**FRAGMENTO PROPORCIONADO**
_ _ _ _

(v.19) Yo comprendo que estéis intrigados por lo que estoy diciendo. Pero
creedme, esto es parte de nuestro juego al escondite. Nuestro reencuentro va a
ser mucho más gozoso de lo que podéis imaginar. Un tiempo de ausencia entre dos
personas que se aman hace que el encuentro sea más delicioso. Es verdad que
vosotros no podéis ir a donde yo estoy, pero os podéis dejar llevar por mí.
(v.20) La alegría del mundo será bulliciosa y llamativa, pero superficial; el
mundo no sabe apreciar la verdadera belleza, el verdadero amor; se regocija en
revolcarse en la basura del pecado y de la lascivia. El mundo se alegrará a lo
grande cuando me quite la vida, y no se impresionará al verme resucitado.
Vuestra tristeza y rechazo de lo que el mundo considera deleitoso demuestra que
sabéis apreciar las cosas que producen alegría verdadera e incontami-nada.
Vuestra tristeza y vuestro llanto están diciendo en alta voz que me amáis y que
me echáis de menos; esta tristeza y este llanto son una preparación excelente
para disfrutar de la alegría más santa.
(v.21) Nunca se me olvidará el caso de una madre que le decía a su bebé con
alegría mezclada con orgullo santo: “No sabes lo que me has costado; no tienes
idea de lo precioso que eres para mí”. Podía haber añadido las palabras de
Jesús: “No sabes qué gran contribución hemos hecho entre los dos al género
humano, al traerle un nuevo regalito de Dios”.

_ _ _ _

**INSTRUCCIONES**
[1] Indica el número de líneas de los registros que contienen la palabra "interior". Responde solo con la cifra.
[2] Prolonga el comentario de arriba sobre la tristeza y la alegría de los discípulos, empezando justo después de su última frase.

_ _ _ _

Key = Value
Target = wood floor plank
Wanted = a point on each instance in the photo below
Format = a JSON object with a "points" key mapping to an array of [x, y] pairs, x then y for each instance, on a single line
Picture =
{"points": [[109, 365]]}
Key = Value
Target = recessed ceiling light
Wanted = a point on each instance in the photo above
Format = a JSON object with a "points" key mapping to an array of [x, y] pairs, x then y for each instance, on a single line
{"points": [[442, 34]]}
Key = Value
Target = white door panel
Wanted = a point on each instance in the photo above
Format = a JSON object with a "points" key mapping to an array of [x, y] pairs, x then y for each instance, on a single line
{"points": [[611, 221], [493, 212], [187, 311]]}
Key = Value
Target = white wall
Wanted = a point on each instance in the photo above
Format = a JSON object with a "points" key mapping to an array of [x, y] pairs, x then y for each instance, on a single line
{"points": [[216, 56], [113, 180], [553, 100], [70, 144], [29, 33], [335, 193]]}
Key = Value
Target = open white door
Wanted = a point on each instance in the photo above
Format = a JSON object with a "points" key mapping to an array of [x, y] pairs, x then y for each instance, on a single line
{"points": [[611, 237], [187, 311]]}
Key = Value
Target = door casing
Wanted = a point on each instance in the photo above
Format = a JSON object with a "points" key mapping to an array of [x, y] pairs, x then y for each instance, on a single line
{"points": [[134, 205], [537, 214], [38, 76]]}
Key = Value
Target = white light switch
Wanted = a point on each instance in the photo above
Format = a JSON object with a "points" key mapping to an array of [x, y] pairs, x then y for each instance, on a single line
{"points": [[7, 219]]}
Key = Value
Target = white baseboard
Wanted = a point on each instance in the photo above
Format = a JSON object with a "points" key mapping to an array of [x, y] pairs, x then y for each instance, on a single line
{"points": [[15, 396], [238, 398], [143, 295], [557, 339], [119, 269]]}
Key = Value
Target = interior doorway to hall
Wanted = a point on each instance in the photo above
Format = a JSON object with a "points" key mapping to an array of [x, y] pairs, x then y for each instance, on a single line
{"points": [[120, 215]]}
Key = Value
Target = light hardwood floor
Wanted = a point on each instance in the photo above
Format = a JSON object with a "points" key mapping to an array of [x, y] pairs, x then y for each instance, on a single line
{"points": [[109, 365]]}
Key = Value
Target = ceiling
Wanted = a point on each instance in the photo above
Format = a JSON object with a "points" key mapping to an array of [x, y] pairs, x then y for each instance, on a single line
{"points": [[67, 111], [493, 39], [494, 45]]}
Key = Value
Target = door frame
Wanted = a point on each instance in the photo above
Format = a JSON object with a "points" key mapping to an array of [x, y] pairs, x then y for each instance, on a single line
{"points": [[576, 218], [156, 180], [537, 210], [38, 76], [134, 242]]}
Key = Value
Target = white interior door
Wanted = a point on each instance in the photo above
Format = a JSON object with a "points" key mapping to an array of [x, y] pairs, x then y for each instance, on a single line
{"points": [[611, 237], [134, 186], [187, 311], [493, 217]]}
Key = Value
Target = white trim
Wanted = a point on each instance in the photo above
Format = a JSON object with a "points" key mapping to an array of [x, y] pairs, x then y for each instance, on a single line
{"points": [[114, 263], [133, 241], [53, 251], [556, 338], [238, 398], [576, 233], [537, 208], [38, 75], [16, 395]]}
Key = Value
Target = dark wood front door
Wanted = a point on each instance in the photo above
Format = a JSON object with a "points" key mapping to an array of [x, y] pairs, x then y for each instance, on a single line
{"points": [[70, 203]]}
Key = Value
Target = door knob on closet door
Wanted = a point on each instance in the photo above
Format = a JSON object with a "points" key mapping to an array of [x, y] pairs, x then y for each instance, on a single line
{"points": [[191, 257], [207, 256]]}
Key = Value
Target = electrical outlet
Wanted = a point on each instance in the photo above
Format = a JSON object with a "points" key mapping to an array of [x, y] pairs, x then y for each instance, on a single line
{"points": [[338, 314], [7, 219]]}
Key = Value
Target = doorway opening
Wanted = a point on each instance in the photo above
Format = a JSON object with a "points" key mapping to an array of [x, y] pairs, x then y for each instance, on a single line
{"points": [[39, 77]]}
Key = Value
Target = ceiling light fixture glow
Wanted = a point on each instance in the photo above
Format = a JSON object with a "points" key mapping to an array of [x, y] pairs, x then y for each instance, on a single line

_ _ _ _

**RESPUESTAS**
[1] 2

[2]
Acostumbraos a pensar de manera positiva: vuestros sufrimientos no son en vano,
y ni uno solo de ellos pasa desapercibido. El Padre lo ve todo; y un día
podréis alardear, delante de todos los santos, de todos los malos trances por
los que habéis pasado en vuestra vida en la tierra. Esto es lo que hace San
Pablo en (2 Cor 4,7-10). Dice: “llevamos este tesoro en recipien-tes de barro
para que se vea claro que una fuerza tan extraordinaria es de Dios y no
nuestra: Nos encontramos
Atribulados
en todo, pero no aplastados
Apurados, mas
no desesperados,
Perseguidos
pero no abandonados,
Derribados,
mas no aniquilados.
Llevamos siempre en nuestros cuerpos, y por todas partes, la muerte de
Jesús, a fin de que también la vida de Jesús se manifieste en nuestro cuerpo”.
Parece como que Dios está practicando el patinaje artístico con Pablo: Le lanza
hacia arriba muy alto, pero nunca le deja caer al suelo y hacerse daño; lo
arroja lejos de sí, pero de manera que siempre termine por regresar a sus
brazos; hace como que con su cabeza está aporreando el suelo pero nunca lo
toca; le estrecha contra su pecho como una madre a su criatu-rita, pero nunca
lo asfixia.
(v.22) ‘Nadie os quitará esa alegría’. Cuentan de Muñoz Seca que cuando le iban
a fusilar, les gritaba a los soldados del escuadrón: “La vida me la quitaréis,
pero el miedo nunca me lo podréis quitar”. Jesús, por el contario, diría: “Me
podréis quitar la vida del cuerpo; pero nunca seréis capaces de quitarme la
alegría de poder dar la vida para mostrar mi amor”. Lo mismo tendríamos que
poder decir nosotros: “Nadie puede ser capaz de quitarnos la alegría de
pertenecer a Jesús”.
(v.23) Entonces veréis claro que yo no estaba hablando en algarabías cuando os
decía: “Un poquito, y ya no me veréis; y otro poquito y me veréis”. Entonces
veréis que nuestro juego al escondite fue de corta duración, mientras que
nuestro encuentro durará para siempre.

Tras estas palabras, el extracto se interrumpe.